- [Work instruction] Output every record verbatim, and omit each picture.

☆ ☆ ☆ ☆ ☆ ☆ ☆

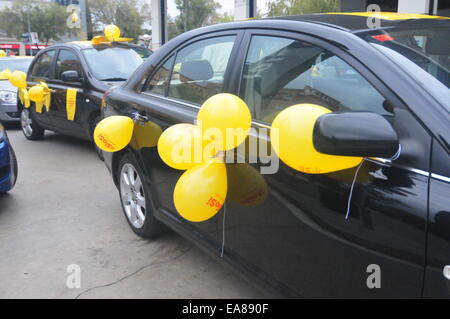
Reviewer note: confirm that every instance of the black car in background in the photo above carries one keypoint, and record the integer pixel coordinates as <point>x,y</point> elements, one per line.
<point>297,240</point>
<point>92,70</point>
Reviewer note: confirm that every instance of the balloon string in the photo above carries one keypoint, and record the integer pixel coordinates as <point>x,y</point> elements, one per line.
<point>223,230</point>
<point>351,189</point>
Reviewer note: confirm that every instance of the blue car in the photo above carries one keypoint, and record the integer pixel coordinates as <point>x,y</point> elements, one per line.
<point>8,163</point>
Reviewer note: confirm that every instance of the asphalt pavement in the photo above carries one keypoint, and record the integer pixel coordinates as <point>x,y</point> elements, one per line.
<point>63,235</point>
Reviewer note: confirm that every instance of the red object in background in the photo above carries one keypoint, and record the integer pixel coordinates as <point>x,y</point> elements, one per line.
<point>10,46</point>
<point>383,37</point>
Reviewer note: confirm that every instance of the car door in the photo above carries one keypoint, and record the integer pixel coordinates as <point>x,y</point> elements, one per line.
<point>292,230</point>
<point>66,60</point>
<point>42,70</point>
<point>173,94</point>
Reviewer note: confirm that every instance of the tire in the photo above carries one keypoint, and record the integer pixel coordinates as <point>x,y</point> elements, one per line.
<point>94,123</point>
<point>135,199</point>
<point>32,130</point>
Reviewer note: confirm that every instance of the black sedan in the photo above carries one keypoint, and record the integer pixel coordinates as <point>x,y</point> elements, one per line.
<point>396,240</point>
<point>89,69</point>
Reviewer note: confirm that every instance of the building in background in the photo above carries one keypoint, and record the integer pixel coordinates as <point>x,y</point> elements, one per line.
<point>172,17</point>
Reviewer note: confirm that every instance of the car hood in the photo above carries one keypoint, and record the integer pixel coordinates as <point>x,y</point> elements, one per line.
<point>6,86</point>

☆ ☆ ☆ ☆ ☆ ☆ ☆

- [Result of the exercise]
Reviewer note: confirm that every instance of the black car in background in the photo above carries one keypoint, and record the integer pixel coordinates as <point>x,y</point> elements, one per line.
<point>297,240</point>
<point>92,70</point>
Reviewer note: confirm that every instance of the balloon string in the photo above carries one keypoint, and record the integer pixel coordinates as <point>x,y</point> elements, one per line.
<point>223,230</point>
<point>351,189</point>
Reviewer note: confirm that every instance of the blue car in the photo above carries one keypoint, and record the integer pixel coordinates as <point>x,y</point> elements, one per line.
<point>8,163</point>
Reviewer note: confirm that every instance of the asphalt pavement in the photo above carries one keypoint, and record the integer pixel coordinates as <point>x,y</point> elements, one per line.
<point>63,235</point>
Reviewer note: confirm that every instance of the red object in background in the photo above carries one keypoint, and record the integer pixel coordinates as <point>x,y</point> elements, one per line.
<point>10,46</point>
<point>383,37</point>
Reviewer note: confirm that every instance of the car door in the photo above carries one keypoint, and record the integer pixel coordinates as <point>x,y</point> elements, one per line.
<point>292,230</point>
<point>66,60</point>
<point>42,70</point>
<point>173,94</point>
Reviewer note: confirm that every instance of the tire in the photo above carries one keypoint, and record the integer pixel coordinates as <point>x,y</point> elements, one per line.
<point>94,123</point>
<point>135,199</point>
<point>32,130</point>
Reviewer note: confirm that every instance of the black sedan in the photo above carries one keypoint, and record the integer pixel coordinates as <point>x,y</point> elements, one per line.
<point>396,240</point>
<point>89,69</point>
Reviewer note: confirm that every instance of the building in background in the photo above carries one keypoint, and record the integer pixel coordinates as <point>x,y</point> elements, one per line.
<point>172,17</point>
Reviewer note: confirm that every instance of the car hood in the photo above carries one keypoint, and record the integer pixel coordinates as <point>x,y</point> elements, one per line.
<point>6,86</point>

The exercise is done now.